**Textauszug**
Der Wortlaut des Gesetzes ist auslegungsbedürftig und auslegungsfähig, da er keine Einschränkung auf den materiellen Bereich enthält. Beide genannten Ansichten wären daher mit dem Wortlaut vereinbar.
Das Finanzgericht legt die Vorschrift dahingehend aus, dass weiterhin typisierend die Scheidungskosten, die unmittelbar durch den Scheidungsprozess veranlasst sind, nicht vom Ausschluss erfasst werden, ohne dass es im Einzelfall auf eine Prüfung der materiellen Existenzgrundlage ankäme.

**Zu bearbeiten**
1. Geben Sie den Textauszug von „Der Wortlaut des“ bis einschließlich „dem Wortlaut vereinbar.“ erneut wieder, wobei Sie „Ansichten“ durch „Auffassungen“ ersetzen.
2. Welche Kosten werden nach der im Textauszug wiedergegebenen Auslegung des Finanzgerichts nicht vom Ausschluss erfasst?

**Vorliegende Einträge**
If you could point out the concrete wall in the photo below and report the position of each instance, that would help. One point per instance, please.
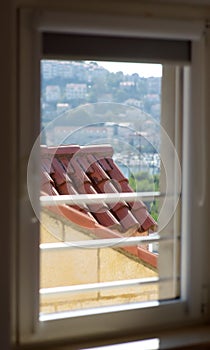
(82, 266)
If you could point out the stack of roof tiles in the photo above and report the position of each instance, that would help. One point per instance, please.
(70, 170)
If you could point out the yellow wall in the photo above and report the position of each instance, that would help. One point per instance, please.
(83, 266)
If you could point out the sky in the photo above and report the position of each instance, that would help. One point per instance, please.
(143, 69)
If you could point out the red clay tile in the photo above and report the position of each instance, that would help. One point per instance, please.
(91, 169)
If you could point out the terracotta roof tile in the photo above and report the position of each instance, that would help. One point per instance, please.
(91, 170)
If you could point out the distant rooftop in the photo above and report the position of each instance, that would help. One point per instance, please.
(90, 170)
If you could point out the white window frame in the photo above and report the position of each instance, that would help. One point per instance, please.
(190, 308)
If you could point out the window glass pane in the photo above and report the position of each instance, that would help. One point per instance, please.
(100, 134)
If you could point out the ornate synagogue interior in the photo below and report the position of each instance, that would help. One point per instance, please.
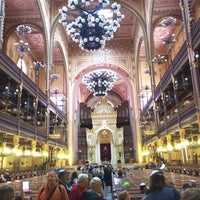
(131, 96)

---

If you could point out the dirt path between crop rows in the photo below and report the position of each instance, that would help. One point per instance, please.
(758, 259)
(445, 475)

...

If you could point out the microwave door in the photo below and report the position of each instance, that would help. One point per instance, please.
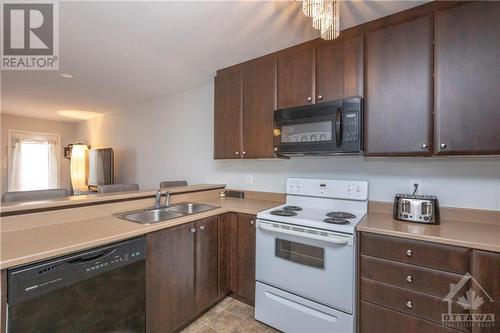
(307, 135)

**Vollständige Lösungen**
1.
Der Wortlaut des Gesetzes ist auslegungsbedürftig und auslegungsfähig, da er keine Einschränkung auf den materiellen Bereich enthält. Beide genannten Auffassungen wären daher mit dem Wortlaut vereinbar.

2. Die Scheidungskosten, die unmittelbar durch den Scheidungsprozess veranlasst sind.